--- Data listing ---
.....
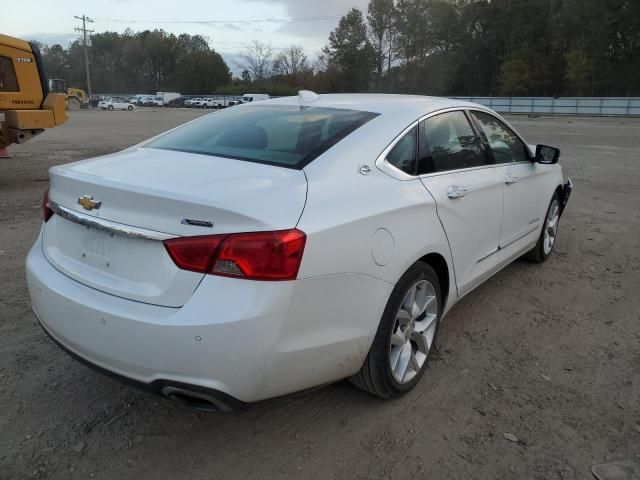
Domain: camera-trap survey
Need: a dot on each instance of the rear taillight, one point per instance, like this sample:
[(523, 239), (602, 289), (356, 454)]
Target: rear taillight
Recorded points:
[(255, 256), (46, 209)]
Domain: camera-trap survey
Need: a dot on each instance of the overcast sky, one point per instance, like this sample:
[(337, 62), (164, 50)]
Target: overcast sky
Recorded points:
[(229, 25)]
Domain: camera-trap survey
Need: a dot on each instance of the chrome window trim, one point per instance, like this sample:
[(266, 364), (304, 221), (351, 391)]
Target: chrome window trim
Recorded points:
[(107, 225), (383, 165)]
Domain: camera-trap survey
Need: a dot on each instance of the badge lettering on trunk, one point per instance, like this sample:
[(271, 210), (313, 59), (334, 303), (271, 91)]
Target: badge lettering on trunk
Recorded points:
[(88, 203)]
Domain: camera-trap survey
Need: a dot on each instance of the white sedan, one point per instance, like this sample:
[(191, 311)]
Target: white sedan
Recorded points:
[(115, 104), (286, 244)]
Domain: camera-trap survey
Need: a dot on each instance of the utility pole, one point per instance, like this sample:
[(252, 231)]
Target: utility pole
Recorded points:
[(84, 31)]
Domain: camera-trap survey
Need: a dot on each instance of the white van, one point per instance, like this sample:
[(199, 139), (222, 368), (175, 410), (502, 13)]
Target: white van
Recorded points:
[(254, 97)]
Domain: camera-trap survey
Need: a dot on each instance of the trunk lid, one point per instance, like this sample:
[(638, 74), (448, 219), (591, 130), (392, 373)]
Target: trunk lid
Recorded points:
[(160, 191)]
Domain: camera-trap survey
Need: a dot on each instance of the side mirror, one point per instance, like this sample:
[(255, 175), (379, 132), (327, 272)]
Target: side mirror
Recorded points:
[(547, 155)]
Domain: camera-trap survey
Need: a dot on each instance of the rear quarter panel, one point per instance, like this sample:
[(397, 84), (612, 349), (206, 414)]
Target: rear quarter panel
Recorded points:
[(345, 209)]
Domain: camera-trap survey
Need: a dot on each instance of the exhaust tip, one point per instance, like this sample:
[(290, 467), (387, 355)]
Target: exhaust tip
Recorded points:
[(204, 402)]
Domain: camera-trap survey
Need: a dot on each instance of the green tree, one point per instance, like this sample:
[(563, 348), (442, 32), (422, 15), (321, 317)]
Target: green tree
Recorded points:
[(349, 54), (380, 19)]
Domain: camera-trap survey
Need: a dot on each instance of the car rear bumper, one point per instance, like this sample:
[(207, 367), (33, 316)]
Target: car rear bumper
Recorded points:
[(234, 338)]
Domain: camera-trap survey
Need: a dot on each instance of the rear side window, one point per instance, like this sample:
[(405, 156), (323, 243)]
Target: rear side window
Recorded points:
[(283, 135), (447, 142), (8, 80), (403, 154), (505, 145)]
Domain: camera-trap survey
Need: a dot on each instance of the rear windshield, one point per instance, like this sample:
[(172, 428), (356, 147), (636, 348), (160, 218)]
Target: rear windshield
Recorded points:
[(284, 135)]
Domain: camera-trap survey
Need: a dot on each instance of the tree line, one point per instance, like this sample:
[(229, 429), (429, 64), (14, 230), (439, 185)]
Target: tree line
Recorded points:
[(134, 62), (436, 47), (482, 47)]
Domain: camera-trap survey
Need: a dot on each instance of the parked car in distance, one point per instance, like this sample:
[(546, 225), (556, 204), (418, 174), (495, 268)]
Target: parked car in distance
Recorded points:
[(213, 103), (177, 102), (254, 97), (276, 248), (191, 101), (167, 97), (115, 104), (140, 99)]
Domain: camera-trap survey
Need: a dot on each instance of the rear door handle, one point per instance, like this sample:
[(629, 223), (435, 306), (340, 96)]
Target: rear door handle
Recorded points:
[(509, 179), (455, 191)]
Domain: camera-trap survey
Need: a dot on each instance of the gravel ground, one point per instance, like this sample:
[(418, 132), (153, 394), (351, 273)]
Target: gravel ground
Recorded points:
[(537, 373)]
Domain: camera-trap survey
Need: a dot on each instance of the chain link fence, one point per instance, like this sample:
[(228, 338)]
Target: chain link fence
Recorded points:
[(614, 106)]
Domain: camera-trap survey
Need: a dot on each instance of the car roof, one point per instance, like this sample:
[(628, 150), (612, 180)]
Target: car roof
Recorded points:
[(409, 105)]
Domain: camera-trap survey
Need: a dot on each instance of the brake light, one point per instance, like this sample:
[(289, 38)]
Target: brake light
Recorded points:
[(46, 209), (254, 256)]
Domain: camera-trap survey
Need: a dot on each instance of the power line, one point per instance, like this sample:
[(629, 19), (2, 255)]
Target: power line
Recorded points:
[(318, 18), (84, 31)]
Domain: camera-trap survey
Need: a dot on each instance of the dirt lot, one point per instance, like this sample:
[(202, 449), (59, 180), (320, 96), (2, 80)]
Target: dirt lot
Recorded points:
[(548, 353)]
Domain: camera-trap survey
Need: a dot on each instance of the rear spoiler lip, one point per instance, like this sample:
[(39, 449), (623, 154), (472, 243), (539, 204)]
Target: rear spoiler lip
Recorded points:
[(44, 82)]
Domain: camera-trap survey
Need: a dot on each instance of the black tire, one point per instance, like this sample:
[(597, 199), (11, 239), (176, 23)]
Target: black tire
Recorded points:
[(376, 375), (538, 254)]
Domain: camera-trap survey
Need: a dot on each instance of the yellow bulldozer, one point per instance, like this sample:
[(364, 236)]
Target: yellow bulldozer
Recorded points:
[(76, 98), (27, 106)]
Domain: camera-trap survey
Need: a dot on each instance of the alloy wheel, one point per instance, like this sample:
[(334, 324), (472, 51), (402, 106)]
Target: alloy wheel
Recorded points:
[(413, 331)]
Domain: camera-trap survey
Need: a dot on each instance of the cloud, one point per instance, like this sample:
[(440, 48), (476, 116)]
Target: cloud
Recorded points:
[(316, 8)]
.....
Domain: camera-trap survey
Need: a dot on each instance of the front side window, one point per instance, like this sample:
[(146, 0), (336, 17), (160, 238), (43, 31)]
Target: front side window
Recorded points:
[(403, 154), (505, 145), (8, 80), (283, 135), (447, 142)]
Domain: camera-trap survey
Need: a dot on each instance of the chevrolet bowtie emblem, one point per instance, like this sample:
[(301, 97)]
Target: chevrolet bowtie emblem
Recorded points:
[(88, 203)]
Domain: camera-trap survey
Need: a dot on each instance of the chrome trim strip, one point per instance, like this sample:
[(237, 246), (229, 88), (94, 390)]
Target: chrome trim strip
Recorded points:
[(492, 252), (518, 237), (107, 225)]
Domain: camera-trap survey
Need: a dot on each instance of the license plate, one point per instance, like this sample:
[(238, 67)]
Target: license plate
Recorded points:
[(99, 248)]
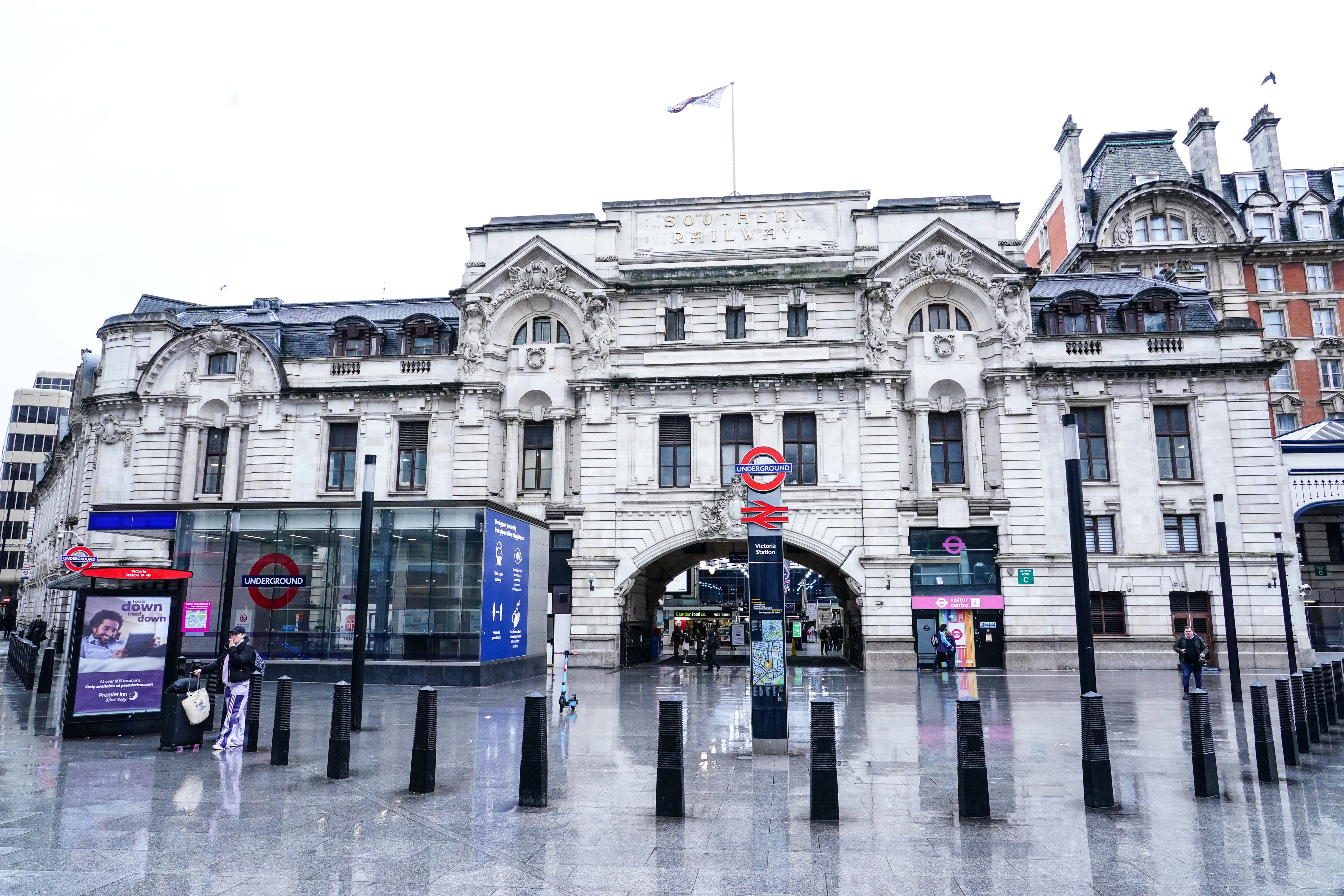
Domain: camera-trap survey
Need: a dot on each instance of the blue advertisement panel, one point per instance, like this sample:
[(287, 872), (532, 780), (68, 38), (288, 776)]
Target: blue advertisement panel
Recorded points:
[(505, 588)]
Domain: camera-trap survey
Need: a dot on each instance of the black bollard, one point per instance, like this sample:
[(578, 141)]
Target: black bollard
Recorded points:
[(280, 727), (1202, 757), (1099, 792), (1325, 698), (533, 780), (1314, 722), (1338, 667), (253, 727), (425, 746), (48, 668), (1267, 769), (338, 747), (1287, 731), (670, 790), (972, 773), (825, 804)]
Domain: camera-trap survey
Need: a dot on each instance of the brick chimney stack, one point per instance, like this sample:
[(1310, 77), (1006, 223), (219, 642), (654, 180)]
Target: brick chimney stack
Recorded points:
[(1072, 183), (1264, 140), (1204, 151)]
.....
--- Objective ---
Find each line in the items above that contains the string "tire" and copy those lines.

--- Correct response ---
Need: a dot on each instance of the black tire, one point per instance, like this sample:
Target: black tire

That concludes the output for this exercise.